Task requirements
Select every line in the rows below that contains the word "bowl" and copy each one out.

Given information
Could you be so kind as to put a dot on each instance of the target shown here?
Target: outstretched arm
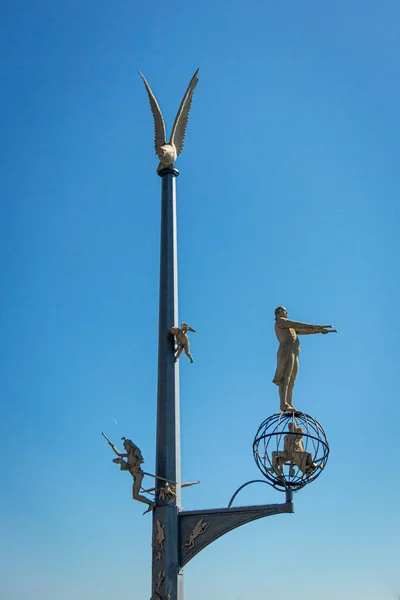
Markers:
(304, 328)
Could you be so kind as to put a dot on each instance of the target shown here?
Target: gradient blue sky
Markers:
(288, 194)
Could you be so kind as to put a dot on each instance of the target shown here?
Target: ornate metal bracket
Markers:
(199, 528)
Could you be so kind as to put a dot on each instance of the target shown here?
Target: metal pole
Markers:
(167, 579)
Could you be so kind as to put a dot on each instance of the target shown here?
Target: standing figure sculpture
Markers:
(287, 332)
(132, 464)
(180, 334)
(168, 152)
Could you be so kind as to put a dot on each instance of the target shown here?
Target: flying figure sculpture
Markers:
(180, 334)
(168, 152)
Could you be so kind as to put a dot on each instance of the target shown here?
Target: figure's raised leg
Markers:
(178, 352)
(187, 352)
(292, 379)
(137, 482)
(284, 385)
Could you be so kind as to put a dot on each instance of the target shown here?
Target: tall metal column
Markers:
(167, 578)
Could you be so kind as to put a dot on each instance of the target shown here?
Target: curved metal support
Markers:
(244, 485)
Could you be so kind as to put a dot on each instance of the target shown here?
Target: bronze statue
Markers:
(132, 464)
(168, 152)
(180, 334)
(287, 332)
(293, 452)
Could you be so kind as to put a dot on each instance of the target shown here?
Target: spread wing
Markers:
(159, 126)
(179, 128)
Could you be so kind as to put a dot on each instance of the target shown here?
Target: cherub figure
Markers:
(167, 493)
(132, 464)
(180, 334)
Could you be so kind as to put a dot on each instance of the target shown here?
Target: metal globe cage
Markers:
(291, 450)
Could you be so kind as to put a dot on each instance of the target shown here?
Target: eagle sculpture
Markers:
(168, 152)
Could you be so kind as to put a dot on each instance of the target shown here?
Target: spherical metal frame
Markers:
(269, 439)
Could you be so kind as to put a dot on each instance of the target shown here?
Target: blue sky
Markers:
(288, 194)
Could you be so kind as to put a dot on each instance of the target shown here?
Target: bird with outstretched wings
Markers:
(168, 152)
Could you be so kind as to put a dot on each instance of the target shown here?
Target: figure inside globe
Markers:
(293, 452)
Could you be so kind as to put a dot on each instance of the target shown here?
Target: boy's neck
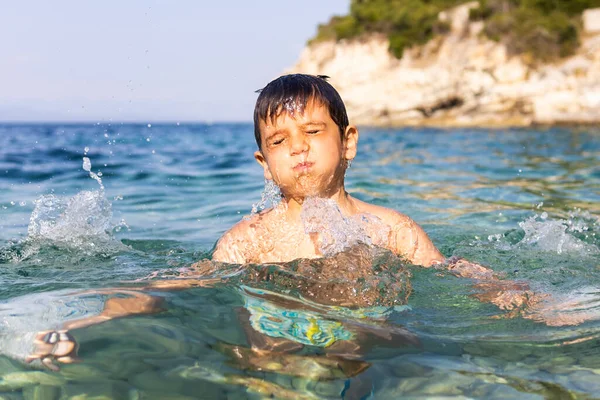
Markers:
(341, 197)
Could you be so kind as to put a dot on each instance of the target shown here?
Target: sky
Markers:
(148, 61)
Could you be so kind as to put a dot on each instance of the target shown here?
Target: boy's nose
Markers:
(298, 144)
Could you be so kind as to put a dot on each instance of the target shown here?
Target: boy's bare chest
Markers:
(286, 242)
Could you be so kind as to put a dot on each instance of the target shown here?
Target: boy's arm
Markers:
(410, 240)
(232, 245)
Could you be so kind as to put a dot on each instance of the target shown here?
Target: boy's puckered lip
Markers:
(303, 166)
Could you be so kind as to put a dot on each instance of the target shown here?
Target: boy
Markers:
(305, 145)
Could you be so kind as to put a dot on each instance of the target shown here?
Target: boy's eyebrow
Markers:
(277, 132)
(311, 123)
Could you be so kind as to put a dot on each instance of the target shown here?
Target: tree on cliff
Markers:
(541, 29)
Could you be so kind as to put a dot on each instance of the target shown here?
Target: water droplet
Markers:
(87, 164)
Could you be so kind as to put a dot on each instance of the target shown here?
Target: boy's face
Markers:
(304, 153)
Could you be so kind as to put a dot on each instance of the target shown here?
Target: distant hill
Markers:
(542, 30)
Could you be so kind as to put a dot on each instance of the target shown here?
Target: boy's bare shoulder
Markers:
(387, 215)
(236, 246)
(406, 238)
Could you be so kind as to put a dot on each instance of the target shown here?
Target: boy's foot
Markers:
(52, 346)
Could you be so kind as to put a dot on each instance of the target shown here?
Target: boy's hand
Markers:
(54, 346)
(467, 269)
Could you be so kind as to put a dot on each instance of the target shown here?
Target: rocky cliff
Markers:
(460, 79)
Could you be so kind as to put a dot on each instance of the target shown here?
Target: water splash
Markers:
(271, 196)
(87, 166)
(575, 235)
(82, 222)
(87, 214)
(336, 232)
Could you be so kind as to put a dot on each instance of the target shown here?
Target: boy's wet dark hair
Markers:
(293, 92)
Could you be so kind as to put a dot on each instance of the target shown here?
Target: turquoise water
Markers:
(524, 202)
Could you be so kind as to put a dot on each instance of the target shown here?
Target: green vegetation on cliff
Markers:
(541, 29)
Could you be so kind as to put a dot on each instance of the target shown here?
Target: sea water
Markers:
(111, 205)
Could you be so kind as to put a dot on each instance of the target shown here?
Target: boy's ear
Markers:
(260, 158)
(350, 142)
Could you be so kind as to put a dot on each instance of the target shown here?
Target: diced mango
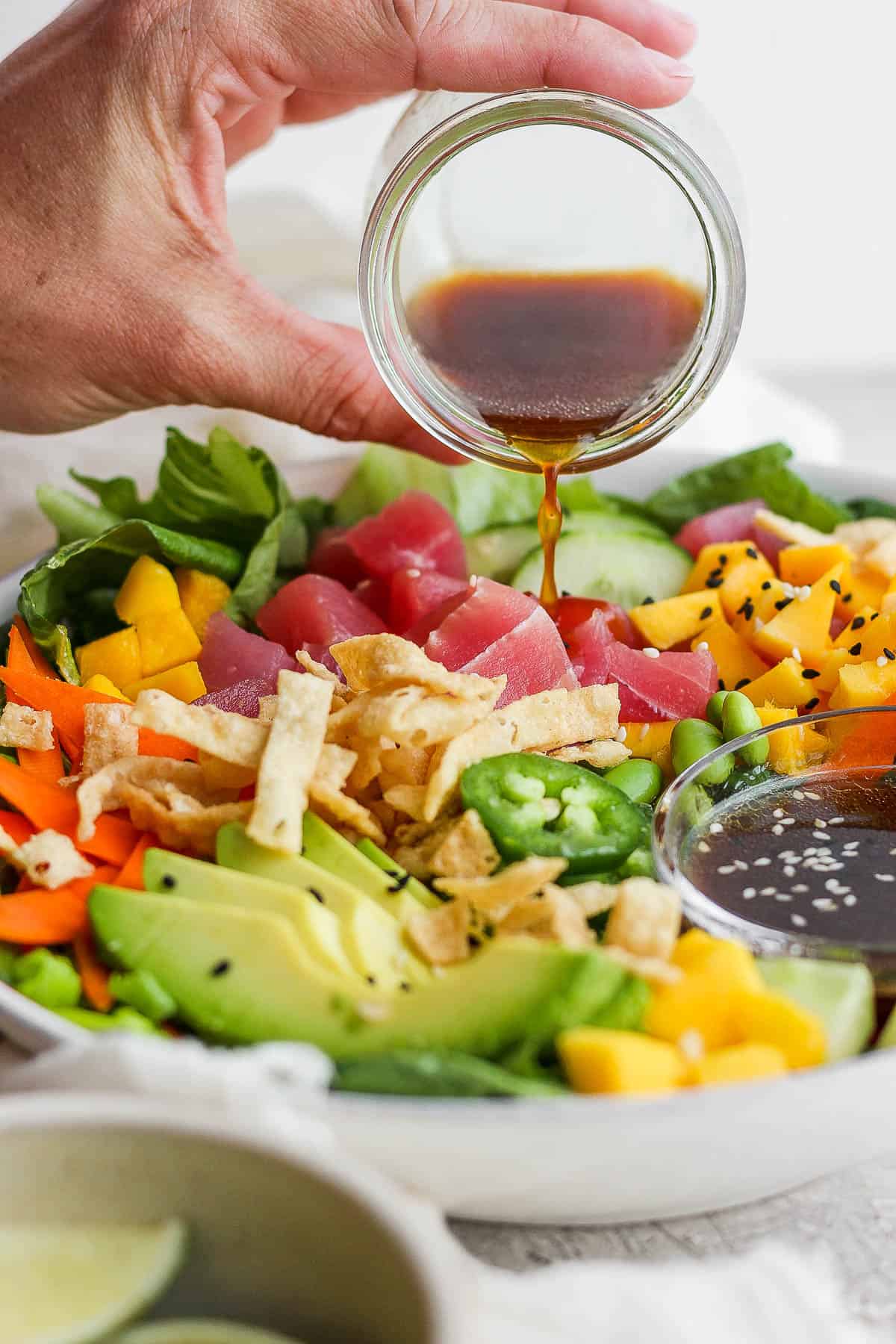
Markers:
(864, 683)
(677, 618)
(738, 1065)
(803, 625)
(734, 658)
(104, 685)
(200, 597)
(801, 564)
(783, 685)
(650, 742)
(167, 638)
(731, 962)
(116, 656)
(773, 1019)
(148, 589)
(184, 683)
(600, 1061)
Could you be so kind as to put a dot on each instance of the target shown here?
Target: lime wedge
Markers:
(75, 1284)
(200, 1332)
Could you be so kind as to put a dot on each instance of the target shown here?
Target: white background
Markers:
(803, 93)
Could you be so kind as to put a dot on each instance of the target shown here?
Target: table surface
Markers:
(852, 1214)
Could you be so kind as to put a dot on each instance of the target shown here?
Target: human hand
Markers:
(120, 282)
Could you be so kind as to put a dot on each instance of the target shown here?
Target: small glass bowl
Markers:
(801, 863)
(546, 181)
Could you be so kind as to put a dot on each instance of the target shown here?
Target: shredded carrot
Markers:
(67, 703)
(52, 808)
(43, 918)
(35, 658)
(94, 976)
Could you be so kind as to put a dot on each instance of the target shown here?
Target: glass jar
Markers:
(544, 181)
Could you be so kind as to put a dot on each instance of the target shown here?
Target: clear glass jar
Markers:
(544, 181)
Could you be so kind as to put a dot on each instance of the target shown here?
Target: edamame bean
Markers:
(738, 718)
(694, 739)
(715, 706)
(638, 780)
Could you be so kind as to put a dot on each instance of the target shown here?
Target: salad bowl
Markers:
(597, 1160)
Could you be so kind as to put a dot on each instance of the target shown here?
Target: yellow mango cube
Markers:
(771, 1019)
(597, 1061)
(184, 683)
(104, 685)
(200, 597)
(148, 589)
(677, 618)
(116, 656)
(803, 625)
(738, 1065)
(734, 658)
(783, 685)
(167, 638)
(650, 742)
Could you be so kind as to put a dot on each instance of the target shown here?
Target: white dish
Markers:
(585, 1160)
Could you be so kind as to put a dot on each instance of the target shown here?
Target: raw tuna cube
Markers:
(335, 558)
(491, 612)
(415, 593)
(314, 609)
(531, 656)
(242, 697)
(731, 523)
(414, 531)
(233, 655)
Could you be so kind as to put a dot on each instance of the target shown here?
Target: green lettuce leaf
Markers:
(761, 473)
(53, 597)
(476, 495)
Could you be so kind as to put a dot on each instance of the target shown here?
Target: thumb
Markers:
(261, 355)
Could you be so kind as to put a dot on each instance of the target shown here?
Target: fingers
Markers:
(505, 46)
(653, 26)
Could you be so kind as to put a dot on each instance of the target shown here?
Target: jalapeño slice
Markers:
(531, 804)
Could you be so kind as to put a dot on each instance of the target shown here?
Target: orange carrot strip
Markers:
(132, 874)
(35, 658)
(67, 703)
(94, 976)
(52, 808)
(50, 917)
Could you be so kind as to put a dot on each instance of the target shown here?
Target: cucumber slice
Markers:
(200, 1332)
(497, 553)
(617, 564)
(75, 1284)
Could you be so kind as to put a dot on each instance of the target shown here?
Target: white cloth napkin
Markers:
(770, 1296)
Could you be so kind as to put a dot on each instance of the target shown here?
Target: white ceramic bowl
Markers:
(296, 1241)
(595, 1160)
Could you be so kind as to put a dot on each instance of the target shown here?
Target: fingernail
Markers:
(669, 66)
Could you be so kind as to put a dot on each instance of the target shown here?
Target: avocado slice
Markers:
(243, 976)
(839, 992)
(370, 941)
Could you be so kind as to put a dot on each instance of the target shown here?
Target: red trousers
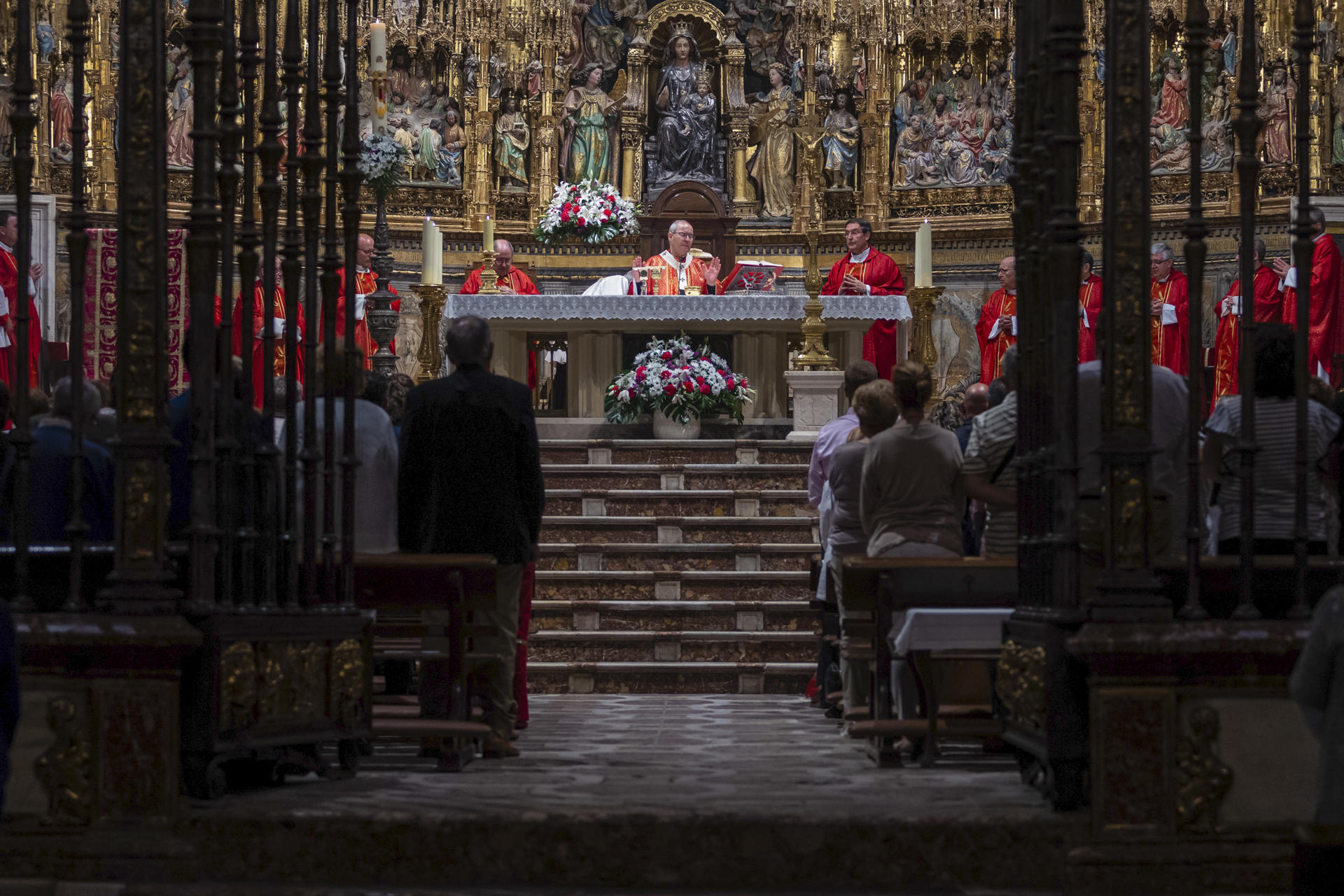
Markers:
(524, 622)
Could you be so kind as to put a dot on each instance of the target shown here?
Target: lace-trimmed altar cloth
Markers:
(736, 307)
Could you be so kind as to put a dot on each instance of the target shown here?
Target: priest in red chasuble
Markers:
(1170, 311)
(10, 284)
(997, 326)
(511, 280)
(1089, 312)
(1326, 318)
(277, 326)
(366, 282)
(1227, 343)
(679, 272)
(864, 270)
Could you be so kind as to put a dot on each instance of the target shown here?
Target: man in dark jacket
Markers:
(470, 482)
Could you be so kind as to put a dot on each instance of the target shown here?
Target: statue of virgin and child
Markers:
(687, 112)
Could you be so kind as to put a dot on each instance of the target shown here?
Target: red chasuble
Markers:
(1326, 320)
(10, 282)
(1227, 344)
(515, 280)
(260, 324)
(992, 349)
(1170, 348)
(1089, 302)
(366, 282)
(883, 279)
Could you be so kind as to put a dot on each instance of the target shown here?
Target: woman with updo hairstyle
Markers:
(875, 405)
(910, 500)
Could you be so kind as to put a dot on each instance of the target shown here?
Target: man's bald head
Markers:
(976, 400)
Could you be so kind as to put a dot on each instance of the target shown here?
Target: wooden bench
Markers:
(881, 587)
(401, 589)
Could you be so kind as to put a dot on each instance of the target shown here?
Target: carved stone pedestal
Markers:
(816, 400)
(99, 734)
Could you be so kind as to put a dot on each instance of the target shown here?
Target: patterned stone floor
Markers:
(764, 757)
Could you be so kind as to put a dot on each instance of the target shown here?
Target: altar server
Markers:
(864, 270)
(366, 282)
(1227, 343)
(997, 327)
(1089, 312)
(1170, 312)
(678, 270)
(1326, 320)
(511, 280)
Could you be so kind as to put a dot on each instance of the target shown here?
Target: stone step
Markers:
(668, 678)
(691, 584)
(673, 451)
(679, 530)
(672, 615)
(678, 503)
(675, 476)
(672, 647)
(671, 558)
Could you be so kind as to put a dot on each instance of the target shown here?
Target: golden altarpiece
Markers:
(892, 111)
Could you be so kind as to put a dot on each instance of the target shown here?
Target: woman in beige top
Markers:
(911, 500)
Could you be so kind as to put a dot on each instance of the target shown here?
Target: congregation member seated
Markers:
(911, 500)
(375, 449)
(49, 482)
(988, 473)
(875, 409)
(1276, 431)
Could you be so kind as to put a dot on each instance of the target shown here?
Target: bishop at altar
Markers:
(866, 270)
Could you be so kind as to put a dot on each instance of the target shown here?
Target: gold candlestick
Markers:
(813, 355)
(432, 298)
(923, 300)
(489, 280)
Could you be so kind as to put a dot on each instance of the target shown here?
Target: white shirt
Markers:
(858, 260)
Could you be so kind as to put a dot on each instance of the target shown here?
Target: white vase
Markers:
(670, 429)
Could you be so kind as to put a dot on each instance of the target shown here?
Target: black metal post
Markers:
(1304, 29)
(203, 38)
(77, 242)
(1196, 35)
(1247, 172)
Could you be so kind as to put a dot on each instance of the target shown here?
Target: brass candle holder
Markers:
(432, 298)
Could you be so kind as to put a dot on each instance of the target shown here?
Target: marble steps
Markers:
(671, 647)
(670, 678)
(678, 503)
(672, 615)
(675, 476)
(671, 558)
(683, 584)
(675, 451)
(679, 530)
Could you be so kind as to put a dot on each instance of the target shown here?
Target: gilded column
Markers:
(140, 580)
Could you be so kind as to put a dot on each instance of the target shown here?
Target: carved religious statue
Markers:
(511, 143)
(590, 131)
(686, 112)
(840, 143)
(773, 118)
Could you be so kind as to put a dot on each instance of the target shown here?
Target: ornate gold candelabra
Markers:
(813, 355)
(923, 300)
(432, 298)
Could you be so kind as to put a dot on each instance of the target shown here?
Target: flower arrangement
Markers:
(382, 162)
(678, 381)
(589, 210)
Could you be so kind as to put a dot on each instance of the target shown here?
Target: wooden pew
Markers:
(883, 586)
(401, 587)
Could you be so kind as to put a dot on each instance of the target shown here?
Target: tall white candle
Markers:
(426, 250)
(378, 46)
(924, 254)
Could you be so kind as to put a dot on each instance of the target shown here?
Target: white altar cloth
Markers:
(736, 307)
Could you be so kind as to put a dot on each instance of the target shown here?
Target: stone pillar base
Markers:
(816, 400)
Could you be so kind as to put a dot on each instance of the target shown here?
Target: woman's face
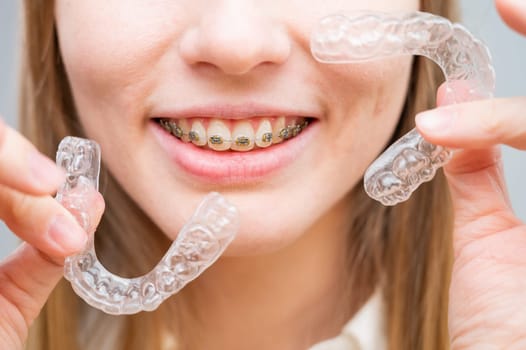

Correct response
Target: small glass bowl
Target: salad bowl
Target: white ceramic bowl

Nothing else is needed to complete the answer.